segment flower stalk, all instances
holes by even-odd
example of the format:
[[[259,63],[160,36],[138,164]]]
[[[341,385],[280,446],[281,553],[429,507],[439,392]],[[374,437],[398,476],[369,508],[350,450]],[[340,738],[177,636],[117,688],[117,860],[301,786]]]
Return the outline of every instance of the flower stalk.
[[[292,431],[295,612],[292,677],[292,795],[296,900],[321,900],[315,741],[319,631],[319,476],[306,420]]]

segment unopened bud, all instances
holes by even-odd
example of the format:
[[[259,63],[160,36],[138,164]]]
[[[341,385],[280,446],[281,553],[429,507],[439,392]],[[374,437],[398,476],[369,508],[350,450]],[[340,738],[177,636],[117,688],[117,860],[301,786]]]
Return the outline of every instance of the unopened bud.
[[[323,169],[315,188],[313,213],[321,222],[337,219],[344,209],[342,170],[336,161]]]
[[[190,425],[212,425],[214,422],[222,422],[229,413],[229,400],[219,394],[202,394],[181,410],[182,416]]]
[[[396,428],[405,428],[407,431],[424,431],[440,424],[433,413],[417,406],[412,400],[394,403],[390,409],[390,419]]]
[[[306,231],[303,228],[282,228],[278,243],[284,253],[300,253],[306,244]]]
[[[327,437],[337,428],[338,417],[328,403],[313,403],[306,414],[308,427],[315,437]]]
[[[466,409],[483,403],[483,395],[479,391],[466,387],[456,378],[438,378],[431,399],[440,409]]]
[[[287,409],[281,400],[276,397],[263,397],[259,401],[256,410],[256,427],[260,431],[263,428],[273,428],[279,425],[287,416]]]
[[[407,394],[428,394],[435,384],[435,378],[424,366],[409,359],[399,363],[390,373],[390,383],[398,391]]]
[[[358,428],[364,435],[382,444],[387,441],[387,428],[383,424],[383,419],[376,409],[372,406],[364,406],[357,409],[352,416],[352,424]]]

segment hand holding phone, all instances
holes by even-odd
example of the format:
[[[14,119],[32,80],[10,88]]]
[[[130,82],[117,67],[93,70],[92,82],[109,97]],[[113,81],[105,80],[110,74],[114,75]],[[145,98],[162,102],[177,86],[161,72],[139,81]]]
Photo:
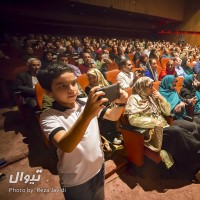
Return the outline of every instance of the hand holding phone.
[[[105,95],[100,96],[98,100],[101,98],[108,99],[108,102],[103,104],[105,106],[108,105],[109,102],[112,102],[120,97],[119,84],[113,84],[113,85],[106,86],[104,88],[97,89],[96,92],[98,91],[103,91],[105,93]]]

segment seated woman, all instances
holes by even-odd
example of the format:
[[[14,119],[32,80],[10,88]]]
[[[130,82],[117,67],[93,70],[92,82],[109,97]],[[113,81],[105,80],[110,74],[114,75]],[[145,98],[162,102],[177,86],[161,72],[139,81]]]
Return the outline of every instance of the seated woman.
[[[177,76],[176,75],[176,71],[175,71],[175,66],[174,66],[174,61],[173,60],[168,60],[167,64],[166,64],[166,68],[163,69],[161,72],[160,72],[160,75],[158,77],[158,80],[161,81],[162,78],[166,75],[174,75],[174,76]]]
[[[147,69],[144,71],[144,76],[148,76],[154,81],[158,81],[158,73],[157,73],[157,61],[156,59],[149,59],[149,65]]]
[[[199,78],[199,77],[197,77]],[[187,75],[180,90],[180,96],[185,99],[196,98],[194,105],[194,120],[200,123],[200,82],[192,74]]]
[[[155,126],[163,127],[162,149],[172,155],[174,165],[171,170],[180,170],[183,166],[190,167],[195,159],[199,163],[200,141],[187,129],[168,125],[164,116],[170,115],[170,110],[170,104],[153,87],[153,80],[149,77],[141,77],[134,84],[133,94],[128,99],[125,114],[132,126],[148,129],[154,129]],[[198,169],[193,169],[192,176],[196,170]]]
[[[195,105],[196,98],[182,98],[176,91],[176,78],[173,75],[165,76],[160,85],[159,92],[171,105],[171,113],[175,115],[175,119],[183,118],[187,115],[185,106],[187,104]]]
[[[149,57],[147,56],[147,54],[140,55],[137,67],[143,68],[144,70],[149,69]]]
[[[89,94],[90,90],[94,86],[99,86],[103,88],[110,85],[108,81],[105,80],[103,74],[96,68],[91,68],[88,70],[87,78],[89,81],[89,85],[85,88],[86,94]],[[109,102],[107,107],[112,107],[112,103]],[[98,118],[98,120],[101,134],[113,144],[121,144],[122,138],[120,139],[121,133],[119,131],[118,122],[112,122],[103,118]]]

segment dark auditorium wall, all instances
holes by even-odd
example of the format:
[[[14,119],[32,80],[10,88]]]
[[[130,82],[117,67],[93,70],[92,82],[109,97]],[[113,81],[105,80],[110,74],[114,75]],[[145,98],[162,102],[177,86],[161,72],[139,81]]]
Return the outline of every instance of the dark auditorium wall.
[[[174,20],[183,20],[184,0],[73,0]]]
[[[181,34],[158,32],[200,33],[199,4],[197,0],[2,0],[1,32],[146,37],[177,42]],[[186,42],[199,44],[200,35],[183,36]]]
[[[200,45],[200,1],[186,0],[183,14],[183,22],[178,26],[165,26],[164,31],[179,34],[163,34],[159,38],[177,42],[183,35],[185,42],[191,45]],[[180,33],[181,32],[181,33]]]
[[[91,7],[91,4],[81,5],[80,2],[5,1],[0,5],[1,31],[155,39],[158,27],[180,22],[182,19],[183,4],[180,0],[174,2],[173,9],[178,12],[170,15],[170,19],[163,17],[166,17],[166,8],[170,9],[172,0],[167,3],[160,3],[159,0],[135,0],[131,1],[131,5],[129,0],[90,1],[91,4],[102,3],[98,8]],[[127,12],[129,8],[131,12]],[[160,17],[156,17],[158,15]]]

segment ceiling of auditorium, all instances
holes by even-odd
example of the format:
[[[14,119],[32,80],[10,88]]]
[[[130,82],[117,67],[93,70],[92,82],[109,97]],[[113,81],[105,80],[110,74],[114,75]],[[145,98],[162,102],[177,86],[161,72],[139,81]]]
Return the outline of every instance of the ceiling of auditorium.
[[[33,31],[50,28],[54,31],[122,31],[152,32],[180,21],[122,10],[60,1],[14,1],[0,3],[0,22],[5,30]],[[33,30],[32,30],[33,29]],[[1,29],[2,30],[2,29]]]

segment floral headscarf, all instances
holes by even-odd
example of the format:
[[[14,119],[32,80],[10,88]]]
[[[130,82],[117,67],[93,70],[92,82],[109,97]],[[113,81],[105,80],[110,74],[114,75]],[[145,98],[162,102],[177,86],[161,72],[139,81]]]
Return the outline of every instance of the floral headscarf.
[[[133,95],[128,99],[125,114],[146,113],[159,115],[160,109],[156,105],[156,99],[147,94],[149,86],[154,81],[149,77],[139,78],[133,85]]]

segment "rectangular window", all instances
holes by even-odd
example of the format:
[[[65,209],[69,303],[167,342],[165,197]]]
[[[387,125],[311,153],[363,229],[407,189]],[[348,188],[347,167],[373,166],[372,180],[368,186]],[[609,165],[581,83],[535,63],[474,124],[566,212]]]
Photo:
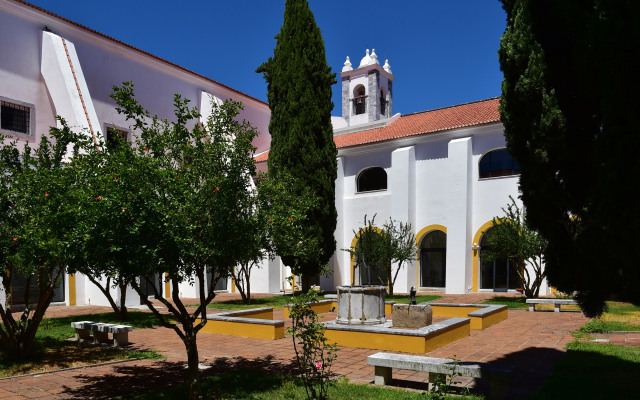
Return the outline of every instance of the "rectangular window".
[[[115,126],[106,126],[105,128],[107,131],[105,143],[107,148],[114,148],[119,142],[126,142],[129,139],[129,132],[124,129]]]
[[[0,100],[0,129],[30,135],[31,107]]]

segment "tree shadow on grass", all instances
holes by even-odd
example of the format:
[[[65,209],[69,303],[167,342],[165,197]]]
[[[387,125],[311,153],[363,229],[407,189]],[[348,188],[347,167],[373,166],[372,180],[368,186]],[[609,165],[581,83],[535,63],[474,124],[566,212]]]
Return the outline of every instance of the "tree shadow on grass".
[[[632,399],[637,398],[640,348],[572,342],[569,349],[529,347],[491,361],[513,367],[508,399]],[[462,362],[465,364],[465,362]],[[398,387],[426,390],[426,383],[394,379]],[[490,382],[475,379],[474,394],[488,395]]]
[[[291,373],[294,367],[291,362],[276,361],[271,355],[255,359],[217,358],[208,366],[210,368],[200,371],[205,392],[239,391],[240,395],[259,393],[281,384],[280,376]],[[65,387],[63,393],[78,399],[110,399],[149,392],[142,398],[183,399],[187,393],[184,385],[186,362],[156,361],[151,365],[114,365],[112,369],[112,373],[104,375],[93,375],[89,371],[74,374],[73,379],[80,386]],[[251,375],[255,370],[270,374],[259,374],[259,378],[247,380],[245,375]]]
[[[552,374],[554,366],[564,354],[564,352],[555,349],[530,347],[487,362],[487,364],[513,368],[507,398],[528,399],[538,393],[545,379]],[[470,364],[475,364],[475,362],[460,362],[460,365]],[[426,373],[418,373],[415,376],[410,376],[408,379],[403,379],[402,374],[398,371],[398,376],[394,377],[391,385],[427,391],[428,382],[422,381],[426,377]],[[453,390],[459,394],[464,393],[464,389],[460,386],[468,386],[471,394],[488,396],[490,393],[491,384],[488,379],[456,377],[453,381],[461,381],[460,385],[455,385],[453,388]],[[577,397],[565,396],[559,398],[569,399]]]

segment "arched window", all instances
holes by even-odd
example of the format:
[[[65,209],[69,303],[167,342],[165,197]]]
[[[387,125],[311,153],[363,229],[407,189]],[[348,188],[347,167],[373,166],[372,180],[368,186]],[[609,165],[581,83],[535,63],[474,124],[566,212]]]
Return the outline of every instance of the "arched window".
****************
▶ [WHAT THE EXERCISE ASKS] Where the string "instances" shows up in the listing above, copy the line that holds it.

▶ [RESPONSE BOX]
segment flower stalk, all instances
segment unopened bud, all instances
segment hand holding phone, all instances
segment seated woman, all instances
segment dark auditorium wall, all instances
segment ceiling of auditorium, all instances
segment floral headscarf, all instances
segment "rectangular window", all instances
segment "tree shadow on grass", all instances
segment "arched window", all instances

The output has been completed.